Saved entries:
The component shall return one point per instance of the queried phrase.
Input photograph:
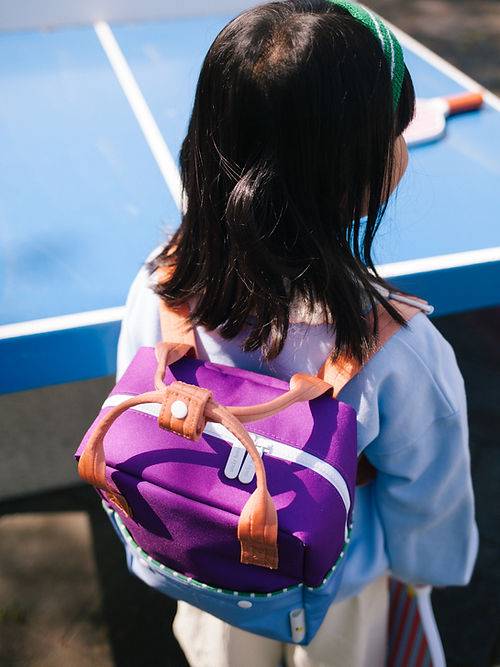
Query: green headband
(390, 45)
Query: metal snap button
(179, 409)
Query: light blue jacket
(417, 518)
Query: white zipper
(241, 466)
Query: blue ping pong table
(91, 121)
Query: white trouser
(353, 634)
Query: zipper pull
(234, 461)
(247, 472)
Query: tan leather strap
(258, 522)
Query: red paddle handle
(464, 102)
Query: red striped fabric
(408, 646)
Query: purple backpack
(249, 523)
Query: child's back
(293, 148)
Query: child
(293, 148)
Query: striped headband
(390, 45)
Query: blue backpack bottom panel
(291, 615)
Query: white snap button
(179, 409)
(244, 604)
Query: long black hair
(289, 146)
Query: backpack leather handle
(258, 522)
(303, 387)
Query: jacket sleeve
(413, 429)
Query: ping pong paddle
(429, 122)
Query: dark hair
(292, 131)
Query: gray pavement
(66, 597)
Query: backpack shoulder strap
(339, 373)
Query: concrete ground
(66, 598)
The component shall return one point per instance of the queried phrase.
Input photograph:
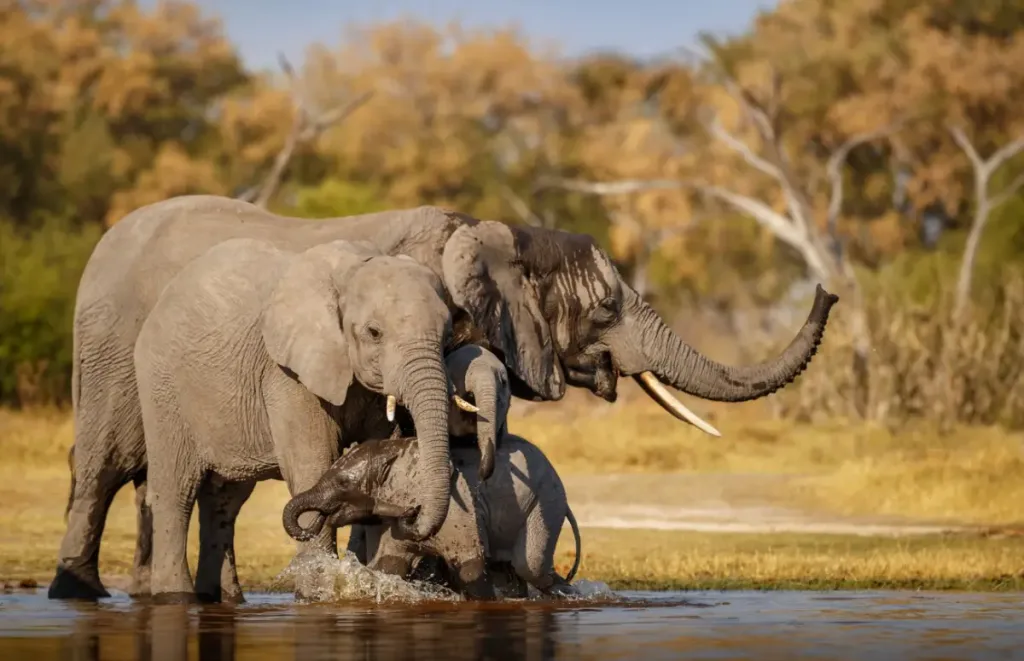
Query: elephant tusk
(391, 403)
(464, 405)
(656, 391)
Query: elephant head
(556, 310)
(342, 313)
(348, 492)
(478, 375)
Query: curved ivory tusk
(464, 405)
(660, 394)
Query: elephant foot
(220, 597)
(139, 584)
(473, 579)
(77, 583)
(174, 598)
(561, 588)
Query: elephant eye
(374, 332)
(606, 310)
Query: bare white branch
(1007, 192)
(720, 133)
(964, 142)
(983, 205)
(781, 226)
(622, 187)
(834, 169)
(303, 130)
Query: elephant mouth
(597, 373)
(600, 373)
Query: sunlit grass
(969, 475)
(972, 475)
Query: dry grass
(973, 475)
(927, 362)
(969, 474)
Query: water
(624, 625)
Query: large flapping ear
(302, 319)
(489, 278)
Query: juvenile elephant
(514, 517)
(259, 363)
(550, 304)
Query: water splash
(593, 589)
(328, 578)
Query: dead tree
(305, 128)
(984, 204)
(819, 246)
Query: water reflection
(309, 632)
(764, 625)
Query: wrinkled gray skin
(259, 363)
(514, 517)
(549, 303)
(476, 376)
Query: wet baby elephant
(515, 516)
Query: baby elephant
(514, 517)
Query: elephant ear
(302, 320)
(487, 277)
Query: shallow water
(627, 625)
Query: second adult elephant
(259, 363)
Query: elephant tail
(576, 535)
(71, 493)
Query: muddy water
(625, 625)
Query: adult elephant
(354, 328)
(549, 303)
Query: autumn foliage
(870, 145)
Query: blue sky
(643, 28)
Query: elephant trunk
(424, 390)
(488, 420)
(679, 364)
(311, 499)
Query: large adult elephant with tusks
(550, 304)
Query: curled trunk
(424, 389)
(687, 369)
(487, 423)
(308, 500)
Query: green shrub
(39, 274)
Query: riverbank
(765, 507)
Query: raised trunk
(309, 500)
(664, 353)
(424, 390)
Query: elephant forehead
(589, 278)
(391, 272)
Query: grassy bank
(968, 475)
(972, 476)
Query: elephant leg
(219, 503)
(357, 542)
(109, 449)
(174, 479)
(142, 563)
(534, 555)
(305, 441)
(472, 578)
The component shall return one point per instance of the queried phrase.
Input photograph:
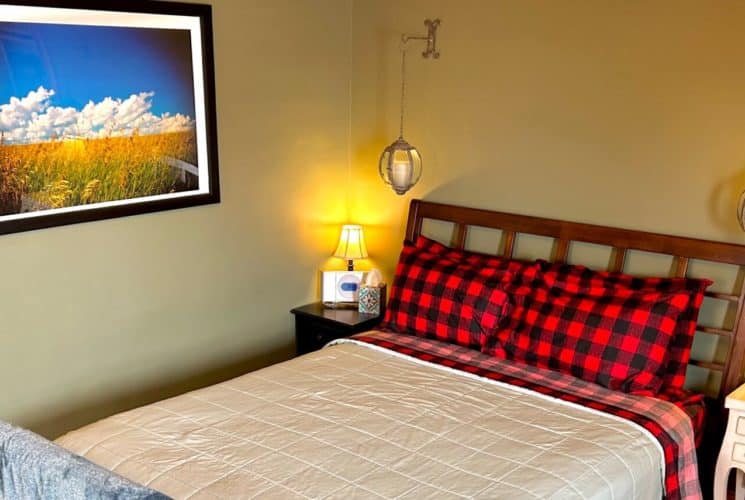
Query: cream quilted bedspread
(354, 421)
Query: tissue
(372, 293)
(373, 278)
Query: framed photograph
(105, 110)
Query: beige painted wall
(626, 114)
(108, 315)
(619, 113)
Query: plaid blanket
(665, 421)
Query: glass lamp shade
(351, 244)
(400, 166)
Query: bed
(391, 415)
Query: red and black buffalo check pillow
(435, 297)
(580, 279)
(617, 338)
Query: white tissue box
(372, 299)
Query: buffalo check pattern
(580, 279)
(666, 421)
(617, 339)
(432, 296)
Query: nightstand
(732, 453)
(315, 325)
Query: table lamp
(351, 245)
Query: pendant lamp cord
(403, 89)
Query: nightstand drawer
(740, 427)
(738, 452)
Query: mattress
(362, 420)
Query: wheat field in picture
(73, 172)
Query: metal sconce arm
(430, 38)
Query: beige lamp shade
(351, 244)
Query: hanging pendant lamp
(400, 164)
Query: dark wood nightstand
(315, 325)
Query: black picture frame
(203, 177)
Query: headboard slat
(681, 267)
(722, 332)
(619, 259)
(562, 250)
(509, 244)
(723, 296)
(621, 241)
(459, 236)
(718, 367)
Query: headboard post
(414, 223)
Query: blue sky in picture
(93, 81)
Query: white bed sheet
(354, 421)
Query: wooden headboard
(621, 241)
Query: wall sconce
(400, 164)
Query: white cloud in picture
(33, 118)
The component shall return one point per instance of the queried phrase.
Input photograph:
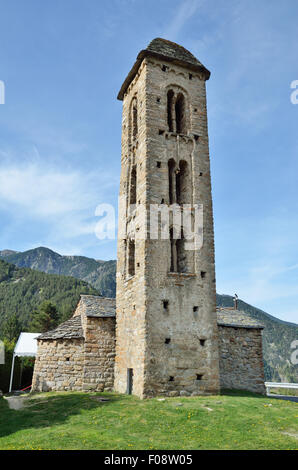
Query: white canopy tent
(26, 346)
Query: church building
(163, 335)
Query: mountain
(277, 338)
(5, 253)
(22, 290)
(99, 274)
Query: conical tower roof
(167, 51)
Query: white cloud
(186, 10)
(63, 201)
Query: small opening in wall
(129, 381)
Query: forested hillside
(100, 274)
(22, 290)
(277, 338)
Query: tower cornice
(167, 51)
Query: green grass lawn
(74, 420)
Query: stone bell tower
(166, 332)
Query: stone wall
(241, 359)
(78, 364)
(58, 365)
(183, 365)
(99, 354)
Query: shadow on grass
(241, 393)
(44, 411)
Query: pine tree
(45, 318)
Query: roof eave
(146, 53)
(238, 325)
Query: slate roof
(167, 51)
(96, 306)
(70, 329)
(103, 307)
(236, 319)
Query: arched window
(171, 174)
(131, 258)
(170, 103)
(133, 185)
(183, 184)
(180, 114)
(181, 255)
(173, 265)
(134, 118)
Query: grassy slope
(76, 421)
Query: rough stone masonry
(168, 338)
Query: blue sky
(63, 62)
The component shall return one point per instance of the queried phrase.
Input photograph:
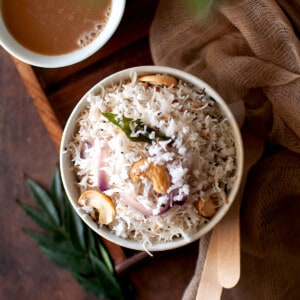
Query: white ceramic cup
(69, 178)
(8, 42)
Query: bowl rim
(65, 164)
(15, 49)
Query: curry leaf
(135, 130)
(44, 201)
(70, 244)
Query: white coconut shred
(188, 136)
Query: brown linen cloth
(250, 51)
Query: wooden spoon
(209, 287)
(228, 230)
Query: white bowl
(55, 61)
(69, 179)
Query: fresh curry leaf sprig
(130, 126)
(69, 243)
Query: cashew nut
(101, 203)
(160, 79)
(206, 208)
(157, 173)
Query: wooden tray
(55, 92)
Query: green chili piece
(129, 126)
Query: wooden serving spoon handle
(228, 230)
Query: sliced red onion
(173, 194)
(85, 149)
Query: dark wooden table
(29, 138)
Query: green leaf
(76, 229)
(69, 243)
(38, 216)
(44, 201)
(57, 194)
(130, 126)
(106, 257)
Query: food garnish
(206, 208)
(101, 202)
(160, 79)
(133, 127)
(157, 173)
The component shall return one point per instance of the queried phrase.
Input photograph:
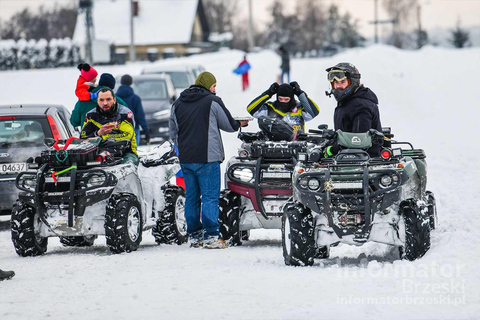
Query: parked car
(157, 93)
(183, 75)
(23, 129)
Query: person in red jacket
(242, 69)
(87, 79)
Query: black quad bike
(77, 190)
(259, 180)
(354, 198)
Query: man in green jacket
(81, 109)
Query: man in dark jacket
(134, 103)
(357, 106)
(196, 119)
(293, 112)
(77, 118)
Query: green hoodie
(82, 107)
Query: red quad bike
(259, 180)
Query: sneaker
(5, 275)
(217, 244)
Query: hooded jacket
(134, 103)
(196, 119)
(77, 119)
(359, 113)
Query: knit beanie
(285, 90)
(107, 80)
(126, 79)
(206, 80)
(87, 72)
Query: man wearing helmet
(285, 107)
(357, 105)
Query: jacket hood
(124, 91)
(194, 93)
(364, 93)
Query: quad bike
(354, 198)
(77, 190)
(259, 180)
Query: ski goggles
(338, 75)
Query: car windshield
(24, 131)
(152, 89)
(180, 79)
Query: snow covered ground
(429, 97)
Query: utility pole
(376, 19)
(251, 41)
(132, 42)
(86, 7)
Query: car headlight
(313, 184)
(386, 181)
(244, 174)
(95, 180)
(303, 183)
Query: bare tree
(401, 12)
(220, 14)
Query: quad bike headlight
(386, 181)
(313, 184)
(95, 180)
(244, 174)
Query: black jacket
(195, 122)
(359, 113)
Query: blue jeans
(287, 73)
(202, 184)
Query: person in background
(86, 82)
(5, 275)
(196, 119)
(81, 108)
(285, 66)
(242, 69)
(285, 107)
(134, 103)
(111, 120)
(357, 106)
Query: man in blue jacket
(134, 103)
(357, 106)
(196, 119)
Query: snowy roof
(158, 22)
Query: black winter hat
(107, 80)
(126, 79)
(285, 90)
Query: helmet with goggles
(340, 72)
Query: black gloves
(273, 89)
(147, 136)
(296, 88)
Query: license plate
(13, 167)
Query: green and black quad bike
(79, 189)
(354, 198)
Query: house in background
(166, 27)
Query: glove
(296, 88)
(273, 89)
(147, 136)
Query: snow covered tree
(460, 37)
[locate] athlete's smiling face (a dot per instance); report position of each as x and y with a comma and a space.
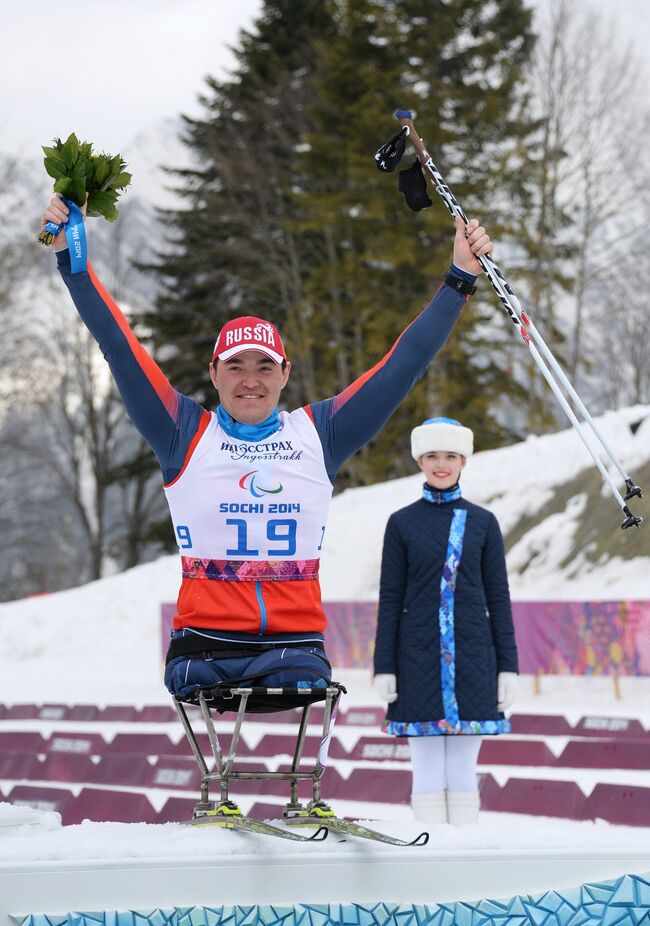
249, 385
441, 468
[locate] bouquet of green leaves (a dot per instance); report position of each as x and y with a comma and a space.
84, 177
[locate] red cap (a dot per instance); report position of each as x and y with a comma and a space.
249, 333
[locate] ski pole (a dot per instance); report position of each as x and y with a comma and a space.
529, 333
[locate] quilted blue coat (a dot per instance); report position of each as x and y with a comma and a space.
445, 622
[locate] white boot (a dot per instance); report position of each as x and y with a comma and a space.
462, 807
429, 807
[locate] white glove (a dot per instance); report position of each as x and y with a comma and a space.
386, 687
507, 685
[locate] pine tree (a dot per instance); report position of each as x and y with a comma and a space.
460, 65
287, 217
229, 250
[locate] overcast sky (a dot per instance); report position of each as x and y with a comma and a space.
107, 69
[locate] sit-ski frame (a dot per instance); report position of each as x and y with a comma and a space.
227, 698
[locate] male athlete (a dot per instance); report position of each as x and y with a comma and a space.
249, 486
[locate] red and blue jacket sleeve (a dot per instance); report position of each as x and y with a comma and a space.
346, 422
170, 422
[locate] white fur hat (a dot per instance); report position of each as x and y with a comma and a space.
441, 434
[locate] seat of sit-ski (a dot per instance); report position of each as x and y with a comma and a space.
259, 699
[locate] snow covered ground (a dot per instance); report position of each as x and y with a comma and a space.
101, 644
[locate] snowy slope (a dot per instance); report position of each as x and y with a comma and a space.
102, 641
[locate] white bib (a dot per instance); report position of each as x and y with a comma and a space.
262, 502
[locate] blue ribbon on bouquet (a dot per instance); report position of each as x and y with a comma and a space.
75, 235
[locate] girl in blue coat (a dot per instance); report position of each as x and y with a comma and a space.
445, 653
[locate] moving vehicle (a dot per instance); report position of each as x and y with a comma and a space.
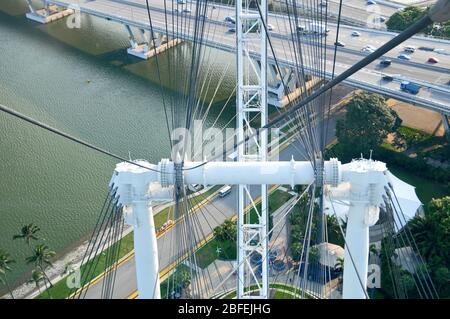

Instruction
Please pull out every line above that contains the word "spoon".

Task answer
Query: wooden spoon
Query: wooden serving spoon handle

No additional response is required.